--- What is asked ---
Which lines in the data below contain the word "background"? Extract every one of them and copy each line out in full.

--- Material for the task ---
────────────────────

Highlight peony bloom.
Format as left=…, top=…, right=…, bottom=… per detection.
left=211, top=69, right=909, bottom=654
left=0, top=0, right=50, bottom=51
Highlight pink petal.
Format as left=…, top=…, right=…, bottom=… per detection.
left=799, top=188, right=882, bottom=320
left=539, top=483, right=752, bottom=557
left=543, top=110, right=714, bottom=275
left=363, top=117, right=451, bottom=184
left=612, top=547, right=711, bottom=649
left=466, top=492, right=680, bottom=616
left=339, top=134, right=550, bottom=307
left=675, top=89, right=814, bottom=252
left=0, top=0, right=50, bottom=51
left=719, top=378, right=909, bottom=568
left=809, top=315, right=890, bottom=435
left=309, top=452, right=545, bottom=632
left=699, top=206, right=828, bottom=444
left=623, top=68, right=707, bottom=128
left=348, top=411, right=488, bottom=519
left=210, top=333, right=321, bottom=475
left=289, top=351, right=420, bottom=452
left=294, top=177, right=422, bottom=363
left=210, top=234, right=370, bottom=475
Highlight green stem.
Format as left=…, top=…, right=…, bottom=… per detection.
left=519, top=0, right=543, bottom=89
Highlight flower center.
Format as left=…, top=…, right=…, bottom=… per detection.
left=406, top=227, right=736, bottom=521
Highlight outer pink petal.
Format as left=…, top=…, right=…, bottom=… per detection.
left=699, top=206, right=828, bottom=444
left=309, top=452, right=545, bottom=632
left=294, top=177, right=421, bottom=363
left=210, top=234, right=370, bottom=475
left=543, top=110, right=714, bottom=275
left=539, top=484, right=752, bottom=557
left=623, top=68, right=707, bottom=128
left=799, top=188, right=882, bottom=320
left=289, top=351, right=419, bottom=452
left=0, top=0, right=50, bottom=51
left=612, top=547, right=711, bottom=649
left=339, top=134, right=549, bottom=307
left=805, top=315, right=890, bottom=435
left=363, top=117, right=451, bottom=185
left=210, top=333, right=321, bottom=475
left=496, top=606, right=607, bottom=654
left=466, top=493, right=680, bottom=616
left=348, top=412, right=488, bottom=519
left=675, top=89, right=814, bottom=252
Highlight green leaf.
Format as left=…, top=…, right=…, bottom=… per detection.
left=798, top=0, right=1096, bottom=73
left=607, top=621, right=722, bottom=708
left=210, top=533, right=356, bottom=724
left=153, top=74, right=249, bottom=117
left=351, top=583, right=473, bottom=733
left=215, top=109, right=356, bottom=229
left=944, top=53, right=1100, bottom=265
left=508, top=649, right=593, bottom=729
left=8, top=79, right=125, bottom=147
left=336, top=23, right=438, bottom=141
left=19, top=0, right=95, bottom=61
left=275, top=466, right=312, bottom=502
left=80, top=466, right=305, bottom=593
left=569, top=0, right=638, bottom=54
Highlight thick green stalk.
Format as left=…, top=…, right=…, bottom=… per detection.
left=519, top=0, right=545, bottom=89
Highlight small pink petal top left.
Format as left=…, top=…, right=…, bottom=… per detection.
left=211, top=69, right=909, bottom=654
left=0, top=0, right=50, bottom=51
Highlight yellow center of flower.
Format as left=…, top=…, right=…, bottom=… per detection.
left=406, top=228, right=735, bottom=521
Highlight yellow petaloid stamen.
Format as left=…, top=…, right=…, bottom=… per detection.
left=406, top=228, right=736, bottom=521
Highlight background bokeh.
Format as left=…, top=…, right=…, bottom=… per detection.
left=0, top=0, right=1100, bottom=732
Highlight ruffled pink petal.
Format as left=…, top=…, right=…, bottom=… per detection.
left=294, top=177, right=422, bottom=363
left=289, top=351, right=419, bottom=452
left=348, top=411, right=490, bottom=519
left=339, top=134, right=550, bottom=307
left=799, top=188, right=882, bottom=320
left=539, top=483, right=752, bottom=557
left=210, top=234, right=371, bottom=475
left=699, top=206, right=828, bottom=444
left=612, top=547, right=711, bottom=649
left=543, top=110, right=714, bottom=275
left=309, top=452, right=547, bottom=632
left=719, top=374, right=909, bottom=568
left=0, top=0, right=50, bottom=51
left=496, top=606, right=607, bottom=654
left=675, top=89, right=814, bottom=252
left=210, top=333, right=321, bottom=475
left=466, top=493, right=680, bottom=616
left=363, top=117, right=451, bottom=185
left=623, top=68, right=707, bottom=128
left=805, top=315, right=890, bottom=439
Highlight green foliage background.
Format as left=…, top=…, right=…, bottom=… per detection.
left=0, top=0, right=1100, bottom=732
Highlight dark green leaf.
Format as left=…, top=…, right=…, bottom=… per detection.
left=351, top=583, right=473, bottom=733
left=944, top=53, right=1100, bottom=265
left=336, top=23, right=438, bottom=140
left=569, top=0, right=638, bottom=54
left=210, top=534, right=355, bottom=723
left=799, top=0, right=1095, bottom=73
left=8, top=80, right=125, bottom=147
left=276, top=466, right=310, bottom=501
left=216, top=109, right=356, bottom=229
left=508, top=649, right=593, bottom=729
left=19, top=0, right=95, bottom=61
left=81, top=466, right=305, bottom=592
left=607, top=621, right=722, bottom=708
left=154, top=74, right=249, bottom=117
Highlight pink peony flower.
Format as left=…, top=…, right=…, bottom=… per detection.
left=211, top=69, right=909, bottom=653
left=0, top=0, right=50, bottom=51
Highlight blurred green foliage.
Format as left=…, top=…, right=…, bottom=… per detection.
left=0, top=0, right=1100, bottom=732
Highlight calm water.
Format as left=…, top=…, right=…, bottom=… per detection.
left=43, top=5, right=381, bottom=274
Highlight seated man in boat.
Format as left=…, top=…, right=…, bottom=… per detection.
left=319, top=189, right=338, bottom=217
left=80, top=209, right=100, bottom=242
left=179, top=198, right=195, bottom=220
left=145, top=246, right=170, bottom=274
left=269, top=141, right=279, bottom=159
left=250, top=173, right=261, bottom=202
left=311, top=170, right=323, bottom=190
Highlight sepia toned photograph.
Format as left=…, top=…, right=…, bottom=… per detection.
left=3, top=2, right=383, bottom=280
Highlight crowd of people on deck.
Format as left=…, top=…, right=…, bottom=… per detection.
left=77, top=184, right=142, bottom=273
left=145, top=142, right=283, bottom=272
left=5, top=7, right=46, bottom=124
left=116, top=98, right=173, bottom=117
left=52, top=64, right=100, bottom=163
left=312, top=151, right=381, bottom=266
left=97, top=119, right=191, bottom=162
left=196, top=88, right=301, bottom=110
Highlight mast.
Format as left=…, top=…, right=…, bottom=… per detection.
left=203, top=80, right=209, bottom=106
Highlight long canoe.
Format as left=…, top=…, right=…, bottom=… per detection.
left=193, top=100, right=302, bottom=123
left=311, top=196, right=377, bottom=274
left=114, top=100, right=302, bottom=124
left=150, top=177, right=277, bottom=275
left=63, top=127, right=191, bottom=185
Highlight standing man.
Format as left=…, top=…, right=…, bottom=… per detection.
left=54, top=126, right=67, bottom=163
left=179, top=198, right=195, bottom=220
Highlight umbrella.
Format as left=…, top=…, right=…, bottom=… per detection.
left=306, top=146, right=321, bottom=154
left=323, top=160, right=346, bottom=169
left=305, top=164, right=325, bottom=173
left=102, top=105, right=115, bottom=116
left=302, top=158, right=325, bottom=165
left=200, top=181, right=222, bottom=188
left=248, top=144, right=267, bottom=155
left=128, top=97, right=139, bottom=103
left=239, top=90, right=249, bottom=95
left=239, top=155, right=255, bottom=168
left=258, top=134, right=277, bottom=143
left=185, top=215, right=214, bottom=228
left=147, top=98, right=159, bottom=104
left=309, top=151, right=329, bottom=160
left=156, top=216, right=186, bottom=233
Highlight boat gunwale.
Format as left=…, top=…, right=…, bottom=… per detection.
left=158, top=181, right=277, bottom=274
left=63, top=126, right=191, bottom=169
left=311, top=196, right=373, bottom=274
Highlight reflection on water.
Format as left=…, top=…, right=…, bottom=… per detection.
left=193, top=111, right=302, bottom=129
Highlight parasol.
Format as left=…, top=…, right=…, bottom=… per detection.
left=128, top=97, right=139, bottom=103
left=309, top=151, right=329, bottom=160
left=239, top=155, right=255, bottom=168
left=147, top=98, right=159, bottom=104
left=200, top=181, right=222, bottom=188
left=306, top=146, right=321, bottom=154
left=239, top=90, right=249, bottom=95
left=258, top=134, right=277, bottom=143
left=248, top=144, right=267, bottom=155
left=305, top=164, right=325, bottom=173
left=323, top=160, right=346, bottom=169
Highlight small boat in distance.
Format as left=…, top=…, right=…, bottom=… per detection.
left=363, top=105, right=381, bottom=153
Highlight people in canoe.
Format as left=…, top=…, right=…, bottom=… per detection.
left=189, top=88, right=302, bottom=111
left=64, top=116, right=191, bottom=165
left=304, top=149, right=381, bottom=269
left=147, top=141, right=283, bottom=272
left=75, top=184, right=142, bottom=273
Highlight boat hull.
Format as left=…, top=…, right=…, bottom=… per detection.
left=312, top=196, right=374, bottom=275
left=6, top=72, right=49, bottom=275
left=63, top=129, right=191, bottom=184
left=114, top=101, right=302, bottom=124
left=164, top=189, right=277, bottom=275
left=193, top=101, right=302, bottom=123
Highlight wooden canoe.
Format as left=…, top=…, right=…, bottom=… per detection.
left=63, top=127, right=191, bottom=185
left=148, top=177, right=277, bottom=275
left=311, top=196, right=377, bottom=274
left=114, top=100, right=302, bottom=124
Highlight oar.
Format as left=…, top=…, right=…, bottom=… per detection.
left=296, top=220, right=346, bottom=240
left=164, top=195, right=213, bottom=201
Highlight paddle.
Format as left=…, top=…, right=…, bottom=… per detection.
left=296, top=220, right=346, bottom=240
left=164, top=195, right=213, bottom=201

────────────────────

--- Expected answer ---
Highlight background bokeh.
Highlight green foliage background.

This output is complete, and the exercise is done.